§ REQUEST: Return every line of the listing below unchanged, in the same order and with the same characters.

Excerpts from pointing data
——

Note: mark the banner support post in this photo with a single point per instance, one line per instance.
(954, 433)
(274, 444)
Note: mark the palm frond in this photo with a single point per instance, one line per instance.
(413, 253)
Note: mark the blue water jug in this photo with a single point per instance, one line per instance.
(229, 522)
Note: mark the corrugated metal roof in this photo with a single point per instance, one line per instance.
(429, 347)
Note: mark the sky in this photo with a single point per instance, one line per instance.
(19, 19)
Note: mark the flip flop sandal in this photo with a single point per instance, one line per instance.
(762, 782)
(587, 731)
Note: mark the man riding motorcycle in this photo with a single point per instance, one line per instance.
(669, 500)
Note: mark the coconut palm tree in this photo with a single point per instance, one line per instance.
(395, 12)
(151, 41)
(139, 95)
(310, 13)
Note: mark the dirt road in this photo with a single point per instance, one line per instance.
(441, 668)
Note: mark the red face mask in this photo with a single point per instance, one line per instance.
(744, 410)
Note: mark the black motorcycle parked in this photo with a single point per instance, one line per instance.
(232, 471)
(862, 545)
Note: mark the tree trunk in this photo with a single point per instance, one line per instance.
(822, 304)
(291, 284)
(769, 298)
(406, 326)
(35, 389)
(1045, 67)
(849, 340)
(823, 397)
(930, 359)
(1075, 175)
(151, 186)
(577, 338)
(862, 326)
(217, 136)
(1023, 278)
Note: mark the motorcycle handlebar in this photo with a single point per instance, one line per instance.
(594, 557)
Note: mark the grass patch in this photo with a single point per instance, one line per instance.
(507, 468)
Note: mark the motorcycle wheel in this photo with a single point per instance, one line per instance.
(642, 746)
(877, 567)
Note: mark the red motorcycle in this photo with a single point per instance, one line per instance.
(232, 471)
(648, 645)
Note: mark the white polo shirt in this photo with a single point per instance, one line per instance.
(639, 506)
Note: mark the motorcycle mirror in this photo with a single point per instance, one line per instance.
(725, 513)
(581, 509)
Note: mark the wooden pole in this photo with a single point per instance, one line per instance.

——

§ ANSWER TO THE TASK:
Note: mark the banner support post in this photo with a single point per instance, one line per instance.
(954, 433)
(274, 444)
Note: mark the palm frond in this photo with a single point per instance, one line per instance.
(413, 253)
Note: mark the blue water jug in this photo with a single point per instance, one line per instance.
(229, 522)
Note: mark the corrugated metal roof in this photo with a single point per instance, one line per instance.
(429, 347)
Note: mark the sky in this photo with a single point per instance, one line per instance.
(19, 19)
Note: mark the flip flop sandal in this photo with a single point per instance, one line per instance.
(762, 782)
(587, 731)
Note: mark the man riding motorcycle in this photo with a single point per instance, one line per instance.
(669, 500)
Note: mark the coconut palm tree in this photo with a single point per instance, one line per instance.
(395, 12)
(151, 41)
(139, 95)
(310, 13)
Note: mark the dirt road in this photo with a single point per instance, one line per instance.
(441, 668)
Note: mark the red face mask in this photo with a single point per instance, one line per instance.
(744, 410)
Note: mark the black motorcycle parked in this photo with a single point per instance, one line per instance.
(232, 471)
(862, 545)
Note: mark the tree trunk in this photo with a single point per instance, one line per instance.
(822, 304)
(291, 284)
(769, 298)
(406, 326)
(35, 389)
(1045, 67)
(849, 340)
(823, 397)
(930, 359)
(1075, 175)
(151, 186)
(577, 338)
(862, 326)
(217, 136)
(1023, 278)
Note: mark the motorcycle handlebar in this photo with a single point per instance, one line per instance.
(594, 557)
Note: mark the grass patch in this photo with a single point per instance, one line per instance.
(507, 468)
Note: mark the motorcycle wheel in this photo with a single point per instance, one line per instance.
(642, 746)
(877, 567)
Note: mark the red motorcycle in this photo with a single point per instance, one line per instance.
(232, 471)
(648, 645)
Note: mark the white polo shirt in this photo with a single point per instance, one line per instance.
(639, 506)
Note: mark the motorcycle mirror in this photo with a single point per instance, one line per instance.
(725, 513)
(581, 509)
Note: mark the wooden pole in this photo with a single point per instance, one line per instance.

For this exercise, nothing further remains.